>> START Text segment
The Athletics have mutual strong feelings about their do-everything center fielder and speedy leadoff man, who is staying with the A's for an additional two seasons after agreeing Friday to a new contract through 2016 that adds $22.75 million in guaranteed money.

"It's nice. I don't think it was weighing on me too much," Crisp said Friday, a day before Oakland holds its FanFest. "Either way, if it happened after the season or before, this is the place I want to be."

The deal includes a 2017 option that could become guaranteed, the A's said. Crisp was set to attend FanFest on Saturday with the two-time reigning AL West champions, a week ahead of the start of spring training in Phoenix.

Crisp has a $7.5 million salary this year under a club option exercised Nov. 1. He will earn $11 million per season in 2015 and 2016, and the 2017 option is for $13 million with a $750,000 buyout.
>> END Text segment
>> START Material shown
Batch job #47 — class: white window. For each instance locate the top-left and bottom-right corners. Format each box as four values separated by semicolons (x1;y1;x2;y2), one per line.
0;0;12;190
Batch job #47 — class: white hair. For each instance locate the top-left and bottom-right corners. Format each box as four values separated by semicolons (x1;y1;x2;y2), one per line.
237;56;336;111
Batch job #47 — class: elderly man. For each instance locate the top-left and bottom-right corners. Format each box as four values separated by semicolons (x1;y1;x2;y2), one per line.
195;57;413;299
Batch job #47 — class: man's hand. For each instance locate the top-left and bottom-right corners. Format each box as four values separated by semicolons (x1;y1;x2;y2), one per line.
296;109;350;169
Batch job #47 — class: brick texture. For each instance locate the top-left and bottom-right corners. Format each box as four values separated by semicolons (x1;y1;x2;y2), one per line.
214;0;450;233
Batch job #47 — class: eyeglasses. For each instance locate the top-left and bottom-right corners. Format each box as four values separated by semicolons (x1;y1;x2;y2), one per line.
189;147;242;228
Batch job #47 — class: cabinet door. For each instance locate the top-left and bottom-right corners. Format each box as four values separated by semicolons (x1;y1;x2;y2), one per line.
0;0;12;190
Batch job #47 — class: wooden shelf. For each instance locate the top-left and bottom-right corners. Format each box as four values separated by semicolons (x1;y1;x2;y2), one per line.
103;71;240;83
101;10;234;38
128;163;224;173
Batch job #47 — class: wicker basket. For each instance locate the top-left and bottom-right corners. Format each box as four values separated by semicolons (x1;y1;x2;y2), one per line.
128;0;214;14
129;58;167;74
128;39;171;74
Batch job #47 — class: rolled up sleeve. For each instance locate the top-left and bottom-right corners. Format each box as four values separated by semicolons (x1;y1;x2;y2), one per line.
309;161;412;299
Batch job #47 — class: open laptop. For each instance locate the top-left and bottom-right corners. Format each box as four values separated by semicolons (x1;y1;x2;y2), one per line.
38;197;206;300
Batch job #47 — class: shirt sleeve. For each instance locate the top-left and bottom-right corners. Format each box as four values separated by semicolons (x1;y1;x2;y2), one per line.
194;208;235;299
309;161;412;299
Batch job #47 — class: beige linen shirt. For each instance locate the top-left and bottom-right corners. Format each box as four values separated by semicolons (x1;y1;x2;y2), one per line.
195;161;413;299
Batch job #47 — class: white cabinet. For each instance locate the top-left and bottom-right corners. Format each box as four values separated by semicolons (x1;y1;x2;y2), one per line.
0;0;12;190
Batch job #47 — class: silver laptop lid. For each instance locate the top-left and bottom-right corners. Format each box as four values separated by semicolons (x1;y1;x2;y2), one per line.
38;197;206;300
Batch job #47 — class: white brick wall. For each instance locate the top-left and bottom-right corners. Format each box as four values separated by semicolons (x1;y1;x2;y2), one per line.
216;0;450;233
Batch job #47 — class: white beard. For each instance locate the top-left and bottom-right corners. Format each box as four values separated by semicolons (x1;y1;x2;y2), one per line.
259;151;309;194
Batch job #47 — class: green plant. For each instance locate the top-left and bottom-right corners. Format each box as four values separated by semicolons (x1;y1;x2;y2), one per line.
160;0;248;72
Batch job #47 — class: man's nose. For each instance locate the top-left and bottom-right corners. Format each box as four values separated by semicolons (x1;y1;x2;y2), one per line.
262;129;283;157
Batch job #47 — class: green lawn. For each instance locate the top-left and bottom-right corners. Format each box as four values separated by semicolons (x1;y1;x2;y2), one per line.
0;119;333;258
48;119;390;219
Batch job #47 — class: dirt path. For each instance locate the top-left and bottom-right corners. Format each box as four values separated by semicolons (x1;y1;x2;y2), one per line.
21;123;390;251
>> END Material shown
Given instruction: Continue the article about Crisp's contract extension with the Athletics, picking up after its final sentence.

Expected answer:
A switch-hitter who gets things going at the top of the lineup with his aggressive baserunning and, more recently, pop in his bat — Crisp hit a career-high 22 home runs last year.

"I'm just grateful they put me up there and give me the opportunity to do that. If I hit 22, that'd be awesome. If I hit 23, that'd be better," Crisp said, grinning. "If the best part of the wood gets ahold of the balls, that would be amazing."

The 34-year-old Crisp, starting his fifth season with the A's, hasn't played more than 136 games in a season since arriving in the Bay Area. He batted .261 with the 22 homers, 66 RBIs and 21 steals last year.

Despite the power surge, Crisp has refused to call himself a home run hitter. Yet he does hope to duplicate that production in 2014.

"That's a lot of home runs. It's really impressive for a leadoff hitter," new infielder Nick Punto said. "He might not call himself a home run hitter but he has some pop in the bat."